◆ WORK REQUIRED
Edit the entries below by replacing each "lane-occupancy tally" with "object count" and keeping every other word and line the same.
━━━━━━━━━━━━━━━━
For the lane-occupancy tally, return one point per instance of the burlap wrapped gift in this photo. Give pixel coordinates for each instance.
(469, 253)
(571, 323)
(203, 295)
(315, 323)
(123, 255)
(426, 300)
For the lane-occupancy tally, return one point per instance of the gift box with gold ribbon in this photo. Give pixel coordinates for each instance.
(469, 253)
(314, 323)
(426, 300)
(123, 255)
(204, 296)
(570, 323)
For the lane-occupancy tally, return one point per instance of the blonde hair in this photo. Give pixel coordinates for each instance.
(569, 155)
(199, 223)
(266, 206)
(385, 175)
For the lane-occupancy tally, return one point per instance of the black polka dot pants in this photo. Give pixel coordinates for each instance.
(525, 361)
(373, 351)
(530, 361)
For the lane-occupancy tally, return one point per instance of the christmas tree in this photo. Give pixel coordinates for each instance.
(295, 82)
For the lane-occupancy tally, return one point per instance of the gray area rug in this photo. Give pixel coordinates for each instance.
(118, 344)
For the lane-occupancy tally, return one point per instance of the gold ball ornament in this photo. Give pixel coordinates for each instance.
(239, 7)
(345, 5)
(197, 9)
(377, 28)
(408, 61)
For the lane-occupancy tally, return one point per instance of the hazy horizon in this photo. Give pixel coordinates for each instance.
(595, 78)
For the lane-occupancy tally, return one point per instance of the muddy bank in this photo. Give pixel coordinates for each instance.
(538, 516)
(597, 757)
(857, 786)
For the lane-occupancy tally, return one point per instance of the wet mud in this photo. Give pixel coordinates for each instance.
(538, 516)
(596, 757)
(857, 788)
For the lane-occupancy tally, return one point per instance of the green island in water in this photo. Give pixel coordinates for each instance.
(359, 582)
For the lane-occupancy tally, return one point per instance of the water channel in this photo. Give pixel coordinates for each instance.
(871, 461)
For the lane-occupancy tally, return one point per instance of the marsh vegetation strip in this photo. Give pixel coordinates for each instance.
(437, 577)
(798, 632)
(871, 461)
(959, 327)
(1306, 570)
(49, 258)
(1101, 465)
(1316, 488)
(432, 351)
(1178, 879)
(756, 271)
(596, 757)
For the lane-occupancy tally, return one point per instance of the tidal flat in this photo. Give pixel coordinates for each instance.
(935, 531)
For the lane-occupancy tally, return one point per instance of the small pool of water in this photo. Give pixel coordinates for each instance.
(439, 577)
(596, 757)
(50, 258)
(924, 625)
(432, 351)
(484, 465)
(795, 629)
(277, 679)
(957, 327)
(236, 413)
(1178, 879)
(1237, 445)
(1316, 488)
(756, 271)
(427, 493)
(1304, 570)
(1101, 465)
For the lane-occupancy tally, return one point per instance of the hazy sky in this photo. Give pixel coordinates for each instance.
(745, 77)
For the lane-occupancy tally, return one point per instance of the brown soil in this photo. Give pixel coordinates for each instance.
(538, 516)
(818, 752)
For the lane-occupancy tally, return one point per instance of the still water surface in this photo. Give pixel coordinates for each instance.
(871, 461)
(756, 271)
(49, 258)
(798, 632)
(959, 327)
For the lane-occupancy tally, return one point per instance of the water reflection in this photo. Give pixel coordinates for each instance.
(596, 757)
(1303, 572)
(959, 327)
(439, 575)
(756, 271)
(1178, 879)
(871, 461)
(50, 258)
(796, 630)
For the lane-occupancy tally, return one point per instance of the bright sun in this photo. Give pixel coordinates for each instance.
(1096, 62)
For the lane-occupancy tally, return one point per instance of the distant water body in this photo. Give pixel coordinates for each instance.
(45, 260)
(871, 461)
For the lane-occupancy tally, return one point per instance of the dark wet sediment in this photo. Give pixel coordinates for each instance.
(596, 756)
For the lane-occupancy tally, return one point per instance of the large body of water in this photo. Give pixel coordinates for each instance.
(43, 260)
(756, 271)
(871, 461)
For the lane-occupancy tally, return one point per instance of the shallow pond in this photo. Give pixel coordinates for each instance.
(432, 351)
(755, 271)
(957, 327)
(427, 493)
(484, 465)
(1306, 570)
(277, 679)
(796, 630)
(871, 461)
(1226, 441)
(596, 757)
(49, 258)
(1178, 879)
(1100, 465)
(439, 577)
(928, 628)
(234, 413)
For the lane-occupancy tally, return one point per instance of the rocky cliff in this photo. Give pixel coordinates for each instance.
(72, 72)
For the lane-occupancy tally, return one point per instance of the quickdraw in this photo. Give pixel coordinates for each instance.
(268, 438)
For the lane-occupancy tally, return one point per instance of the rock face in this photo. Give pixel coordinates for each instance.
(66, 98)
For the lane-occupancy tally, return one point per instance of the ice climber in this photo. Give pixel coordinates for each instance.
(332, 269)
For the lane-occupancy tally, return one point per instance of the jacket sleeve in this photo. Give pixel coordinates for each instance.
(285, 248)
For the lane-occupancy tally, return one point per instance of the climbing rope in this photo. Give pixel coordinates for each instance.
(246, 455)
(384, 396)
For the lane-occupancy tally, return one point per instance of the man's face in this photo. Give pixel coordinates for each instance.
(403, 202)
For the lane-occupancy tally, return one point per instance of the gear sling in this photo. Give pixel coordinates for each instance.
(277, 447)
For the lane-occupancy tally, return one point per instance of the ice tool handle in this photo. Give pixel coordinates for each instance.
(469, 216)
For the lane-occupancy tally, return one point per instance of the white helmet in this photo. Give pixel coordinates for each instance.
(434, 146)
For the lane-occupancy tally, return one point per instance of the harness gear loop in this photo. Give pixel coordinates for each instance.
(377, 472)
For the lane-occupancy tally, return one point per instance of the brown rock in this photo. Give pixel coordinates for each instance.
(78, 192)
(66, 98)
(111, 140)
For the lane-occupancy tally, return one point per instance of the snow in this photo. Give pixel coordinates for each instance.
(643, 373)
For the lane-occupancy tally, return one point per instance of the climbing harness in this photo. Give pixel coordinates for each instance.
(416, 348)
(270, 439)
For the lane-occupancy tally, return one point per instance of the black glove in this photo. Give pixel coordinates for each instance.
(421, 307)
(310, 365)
━━━━━━━━━━━━━━━━
◆ SOLUTION
For the object count, return one point per instance of the burlap wrapped gift in this photo. Give pixel coordinates for each instance.
(469, 253)
(571, 323)
(203, 295)
(315, 323)
(123, 255)
(426, 300)
For the object count, return one point per instance of the gift box with gold ribbon in this photo. Give pixel coordinates for each instance.
(469, 253)
(314, 323)
(426, 300)
(123, 255)
(204, 296)
(570, 323)
For the object count, return one point per instance of the blonde hair in this photo. Give pixel coordinates for each instance.
(569, 155)
(199, 223)
(266, 206)
(385, 175)
For the object count, return one point per instance of the black polka dot pants in this photo. Give pixel coordinates for each instance.
(525, 361)
(373, 351)
(530, 361)
For the object count, return one point per instance of the christmas tree in this photo. Give pixel coordinates for each instance.
(295, 82)
For the object count, return one point per instance of the gray area rug in this photo. Give pixel coordinates for each instance.
(118, 344)
For the object count, return one point per instance of the gold ball ornament in this photo. Give pixel coordinates for each instance.
(239, 7)
(345, 5)
(197, 9)
(377, 28)
(408, 61)
For the object count, return one point per instance of the hazy horizon in this photo. Give pixel coordinates for each instance.
(595, 78)
For the object count, return one point per instance of the muddy bank in this photo. Give pixel coordinates for each instance.
(538, 516)
(597, 757)
(857, 786)
For the object count, return one point per instance of the wet mud in this photo. Give pixel coordinates for each instance.
(538, 516)
(596, 757)
(857, 788)
For the object count, return one point per instance of the green island in water in this photo. Give pixel coordinates for each instance.
(359, 582)
For the object count, return one point per instance of the water channel in this photo. Give pixel coordinates for each instance.
(871, 461)
For the object count, return one point per instance of the marsh vegetation strip in this photo. Give pixel coordinates for each instance.
(437, 577)
(798, 632)
(871, 461)
(959, 327)
(1306, 570)
(49, 258)
(1101, 465)
(1316, 488)
(432, 351)
(1178, 879)
(756, 271)
(596, 757)
For the object count, return one point per instance of the tidal flat in this photo. Give pixel coordinates for each instance.
(935, 531)
For the object count, return one point per instance of the small pool of water in this photo. Give pixel coordinates for each instance.
(439, 577)
(596, 757)
(50, 258)
(924, 625)
(432, 351)
(484, 465)
(795, 629)
(277, 679)
(957, 327)
(236, 413)
(1178, 879)
(1237, 445)
(1316, 488)
(756, 271)
(427, 493)
(1304, 570)
(1101, 465)
For the object count, return one point per instance of the hazy sky in this photo. Give pixel coordinates for each instance.
(745, 77)
For the object count, return one point per instance of the brown soil in this photo. Give pixel coordinates for each instance.
(538, 516)
(818, 752)
For the object count, return one point per instance of the still water surface in this photo. Give pixel coordinates for each instance.
(871, 461)
(756, 271)
(49, 258)
(798, 632)
(959, 327)
For the object count, return one point per instance of the water reflection in this photo. Give pixel coordinates for each instance.
(596, 757)
(1303, 572)
(959, 327)
(439, 575)
(756, 271)
(1178, 879)
(871, 461)
(50, 258)
(796, 630)
For the object count, return one point per instance of the bright sun in this photo. Give pixel coordinates for each instance.
(1096, 62)
For the object count, return one point per instance of the distant water body in this photo. Give pixel coordinates for each instance.
(45, 260)
(871, 461)
For the object count, return one point per instance of the dark wet sediment in this photo. Give pixel coordinates for each instance.
(596, 756)
For the object count, return one point per instance of the large body of water in this photo. Give pixel coordinates for each instance.
(43, 260)
(756, 271)
(871, 461)
For the object count, return one point per instance of the shallow pond in this photo. Give pixel coordinates for each instance.
(432, 351)
(755, 271)
(957, 327)
(427, 493)
(484, 465)
(1306, 570)
(277, 679)
(796, 630)
(871, 461)
(1226, 441)
(596, 757)
(49, 258)
(1178, 879)
(1100, 465)
(439, 577)
(928, 628)
(234, 413)
For the object count, return one point per instance of the rocky cliff in this photo. Give pixel coordinates for each instance.
(72, 72)
For the object count, return one point per instance of the quickdraw in this photo. Give pixel coordinates for each instance.
(268, 438)
For the object count, return one point per instance of the rock face in this photo. Give pixel coordinates for each instance.
(66, 98)
For the object count, return one point per instance of the ice climber in this photo. Give pixel coordinates for each instance.
(332, 269)
For the object count, return one point per instance of the jacket sleeve in this photo. Give pixel coordinates for each instance.
(285, 248)
For the object count, return one point per instance of the climbing rope in this photo. Give pixel coordinates for each instance.
(246, 455)
(384, 396)
For the object count, return one point per instance of the man's face in this photo. Give pixel coordinates for each instance.
(403, 202)
For the object count, return one point per instance of the gear sling in this photo. Give pixel coordinates for each instance.
(277, 447)
For the object count, return one point per instance of the ice tool handle in this photo. Give pixel coordinates for each instance.
(469, 216)
For the object count, return one point per instance of the white helmet in this photo. Give pixel coordinates for each instance.
(434, 146)
For the object count, return one point per instance of the harness gear loop in this photo. Give pixel coordinates for each instance.
(377, 472)
For the object count, return one point per instance of the brown rock in this photo. Give pixel coordinates for each instance.
(78, 192)
(66, 98)
(111, 140)
For the object count, return one point per instance of the snow in this photo. Give pixel coordinates for each instance.
(643, 373)
For the object count, return one point per instance of the climbing harness in this photo. Give pixel coordinates for each instance.
(416, 348)
(270, 439)
For the object count, return one point per instance of the black glove in this photo. Give pixel coordinates for each instance.
(421, 307)
(310, 365)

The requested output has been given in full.